Aim: Return every line of the material below verbatim, with nothing added, dropped, or changed.

[Start]

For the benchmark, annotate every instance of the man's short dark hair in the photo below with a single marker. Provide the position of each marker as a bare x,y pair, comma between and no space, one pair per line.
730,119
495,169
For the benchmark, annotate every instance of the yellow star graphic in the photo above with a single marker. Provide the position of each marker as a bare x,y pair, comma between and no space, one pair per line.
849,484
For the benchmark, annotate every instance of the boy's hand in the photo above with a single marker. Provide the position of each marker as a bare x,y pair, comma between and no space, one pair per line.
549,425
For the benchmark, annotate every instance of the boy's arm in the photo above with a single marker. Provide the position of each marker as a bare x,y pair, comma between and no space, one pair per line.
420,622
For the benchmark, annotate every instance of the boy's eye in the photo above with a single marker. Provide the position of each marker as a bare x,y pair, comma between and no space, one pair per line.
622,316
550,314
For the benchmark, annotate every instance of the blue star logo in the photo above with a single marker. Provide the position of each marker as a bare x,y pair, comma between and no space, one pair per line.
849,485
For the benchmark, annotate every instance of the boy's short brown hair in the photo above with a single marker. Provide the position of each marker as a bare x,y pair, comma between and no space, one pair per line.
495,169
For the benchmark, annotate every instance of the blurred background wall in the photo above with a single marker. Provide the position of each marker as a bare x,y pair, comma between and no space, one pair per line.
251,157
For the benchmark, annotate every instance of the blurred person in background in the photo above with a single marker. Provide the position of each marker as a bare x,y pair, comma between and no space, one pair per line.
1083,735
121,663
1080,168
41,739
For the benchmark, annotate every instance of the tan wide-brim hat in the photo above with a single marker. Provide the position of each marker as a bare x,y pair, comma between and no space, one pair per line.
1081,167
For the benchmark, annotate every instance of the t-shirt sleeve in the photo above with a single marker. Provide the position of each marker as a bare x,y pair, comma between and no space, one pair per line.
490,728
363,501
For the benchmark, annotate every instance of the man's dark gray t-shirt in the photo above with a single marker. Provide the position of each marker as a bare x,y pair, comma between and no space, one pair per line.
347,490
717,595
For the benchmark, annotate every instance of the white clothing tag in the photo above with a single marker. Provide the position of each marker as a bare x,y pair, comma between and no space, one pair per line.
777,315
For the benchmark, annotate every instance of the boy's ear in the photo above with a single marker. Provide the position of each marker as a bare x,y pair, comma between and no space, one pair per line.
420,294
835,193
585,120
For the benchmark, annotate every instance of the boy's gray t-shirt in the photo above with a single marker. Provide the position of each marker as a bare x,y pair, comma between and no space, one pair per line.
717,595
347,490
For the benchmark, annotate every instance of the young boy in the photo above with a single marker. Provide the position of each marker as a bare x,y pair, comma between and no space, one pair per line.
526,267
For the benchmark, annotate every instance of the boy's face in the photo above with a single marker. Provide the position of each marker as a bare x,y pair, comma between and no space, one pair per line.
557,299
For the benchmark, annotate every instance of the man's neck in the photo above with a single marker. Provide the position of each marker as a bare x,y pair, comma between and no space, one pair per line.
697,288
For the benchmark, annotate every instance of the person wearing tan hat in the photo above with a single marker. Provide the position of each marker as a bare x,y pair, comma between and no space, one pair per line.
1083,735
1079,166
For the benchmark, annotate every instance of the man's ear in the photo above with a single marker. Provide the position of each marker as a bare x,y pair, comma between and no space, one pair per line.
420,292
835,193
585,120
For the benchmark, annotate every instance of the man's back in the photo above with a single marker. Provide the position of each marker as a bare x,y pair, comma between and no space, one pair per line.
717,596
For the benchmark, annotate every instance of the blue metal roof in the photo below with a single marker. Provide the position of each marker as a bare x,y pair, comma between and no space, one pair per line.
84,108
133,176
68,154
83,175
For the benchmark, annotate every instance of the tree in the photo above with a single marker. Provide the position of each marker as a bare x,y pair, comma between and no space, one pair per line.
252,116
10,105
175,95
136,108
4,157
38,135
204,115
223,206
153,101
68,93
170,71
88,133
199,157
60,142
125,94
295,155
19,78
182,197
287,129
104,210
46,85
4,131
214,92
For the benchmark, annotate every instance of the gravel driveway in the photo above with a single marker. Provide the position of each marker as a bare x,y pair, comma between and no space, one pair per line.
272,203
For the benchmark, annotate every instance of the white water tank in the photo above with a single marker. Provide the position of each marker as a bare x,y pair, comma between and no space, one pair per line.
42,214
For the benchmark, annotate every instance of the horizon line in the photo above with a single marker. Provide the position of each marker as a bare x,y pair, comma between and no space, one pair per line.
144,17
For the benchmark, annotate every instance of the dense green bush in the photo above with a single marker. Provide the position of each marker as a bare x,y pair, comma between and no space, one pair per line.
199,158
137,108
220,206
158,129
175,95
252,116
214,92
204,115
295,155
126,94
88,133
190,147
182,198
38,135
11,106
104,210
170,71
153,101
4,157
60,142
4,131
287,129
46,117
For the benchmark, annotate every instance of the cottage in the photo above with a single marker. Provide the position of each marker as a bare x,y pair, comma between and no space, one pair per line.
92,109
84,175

[End]

Full response:
For the benchmark, annotate every instance of the man's short dark hair in the photo below with a single marker. Provide the position of each marker as a bare x,y pair, comma between and no space, one pair per line.
730,119
495,169
For the benchmark, annotate every instance of the yellow star graphic in the photo above with a single marker. Provide the position of each marker as a bare x,y pair, comma between and no space, one pair per line.
849,484
For the benchmark, annotate every instance of the boy's hand in the photo above with a single marker. Provide the position of each marker as a bare x,y pair, comma between and no space, one pair per line.
549,425
For the benchmark, annotate every instance of the boy's arm in the photo above with a single marker. Provide the position of each marker as a bare x,y pair, comma between and no space, one pair per line.
420,622
For the benchmark, annotate every instance of the boy's eye in the photo above with a single marker. Provide the position of each marker as a bare x,y pair, comma between and no space, one pair per line.
622,316
550,314
For the benchmark, annotate every instance of the blue star logo in the photo above with a single marker. Provide the position of each marker as a bare x,y pair, comma between and no space, one pair per line.
849,485
For the benchmark, annotate every instance of the boy's short brown hair in the photo above with a single marker. Provide the position of each marker as a bare x,y pair, comma between and no space, one pair per line.
495,169
For the benchmark, annotate every instance of the blurred background wall in the photo above with a single marker. Provide the position of each marker as a bare x,y pair, comma between and no space, one pair per line.
251,157
For the benchmark, annotate every instance of the blurred person in background in the photo above with a single marker. Provide the position of each marker as a bare x,y pair, comma between and no space, one pair per line.
1083,735
121,663
1080,168
41,739
For the benchmark, annotate every instance of the tan wide-brim hat in the photo above with a single marker. Provide the position of each marker as a bare x,y pair, comma between and no space, one pair per line.
1081,167
For the benchmark, annotate every instance of the t-shirt sleeve in the photo above with a single marker. Provide the position of each marker as a bare x,y pair, comma between and no space, one pair per line.
490,728
363,501
For the benchmark, annotate every instance of the man's dark gray t-shirt in the photo above with a single marker. Provide the position of each marker as a bare x,y pair, comma between and no space, one pair per line.
347,490
717,595
For the benchmark, annotate every instance of the white clothing tag in the photo above with a single marker. Provide the position of each marker as a bare x,y pair, comma between and no space, one pair per line.
777,315
For the benchmark, annotate every instance of the boy's ear in the photo above with a single marker. Provide the position of each marker as a bare x,y pair, comma between and no space, one pair per line.
420,294
835,193
585,120
For the benchmark, annotate every instance of the boy's gray t-shirt in the photo above with a single marker. Provide the position of each marker as a bare x,y pair, comma between and no space, one pair per line.
717,595
347,490
For the benchmark, annotate every instance of the young boy in the photo above with a single marker. Provide the position of each marker as a bare x,y pair, comma between and no space, one pair per line.
526,267
For the benchmark, annotate every instance of the boy's face in the photo above with a single marker. Provide the position of each marker as a bare x,y pair, comma between and no space, one pair per line.
557,299
For the benchmark, annotate every instance of the man's neck in the photo above with a single marker. Provide the position of each marker as a bare x,y pair, comma between and no space, one pair per line.
697,288
For the benchmark, annotate every instance of the person wearing tan hat in the photo above with a single marker. Provide the position of each marker as a bare x,y pair, comma between and no space, one pair per line.
1083,735
1079,166
For the benchmark, annotate every instance of the man's ear in the photo above with a single marker. Provide the position of each marker as a bare x,y pair, comma between and no space, one pair per line.
420,292
835,193
585,120
For the benchmark, annotate every instance of the man's back in the photo above with a single marker. Provide the position of each marker as a bare x,y pair, comma between and no space, one pair per line.
717,596
For the benchmark, annotate every instance of the blue metal roof in the photo below with a single marker. Provide the position of each marker as a bare x,y pair, comma between and no space, one pair per line.
84,108
133,176
68,154
83,175
For the benchmark, annotate every instance of the tree in the photo above with a single marker. Provide the position of each marker as a bare x,y pair, comma between and no space, one pair per line.
252,116
10,105
175,95
136,108
4,157
38,135
204,115
223,206
153,101
68,93
170,71
88,133
199,157
60,142
125,94
295,155
19,78
182,197
287,129
104,210
46,85
4,131
214,92
For the benchmark, annotate every instance of the gravel driveway in the photo above with a single marker. Provide the position of each marker as a bare x,y pair, comma between and no space, one pair per line.
272,203
For the benchmark, annotate every instance of the white water tank in the photo above with a single marker. Provide the position of each marker as a bare x,y pair, comma between and no space, one pair per line.
42,214
For the benchmark, annotate every instance of the horizon line in the photo above with a single marker. Provide the position of each marker as a bare x,y pair, comma between and no space, one pair per line.
144,17
For the benchmark, annotate every instance of the dense green bush in the photo above with a single marker. Provide the position of each marker as a bare x,y pair, comma between and no space, one pair per line.
199,158
137,108
220,206
158,129
175,95
252,116
214,92
204,115
295,155
126,94
88,133
190,147
182,198
38,135
11,106
104,210
170,71
153,101
4,157
60,142
4,131
287,129
46,117
For the benchmark, annotate every instance of the cottage in the photo above with a single marker. Provide the position of each marker as a bare x,y pair, comma between and no space, one pair per line.
92,109
84,175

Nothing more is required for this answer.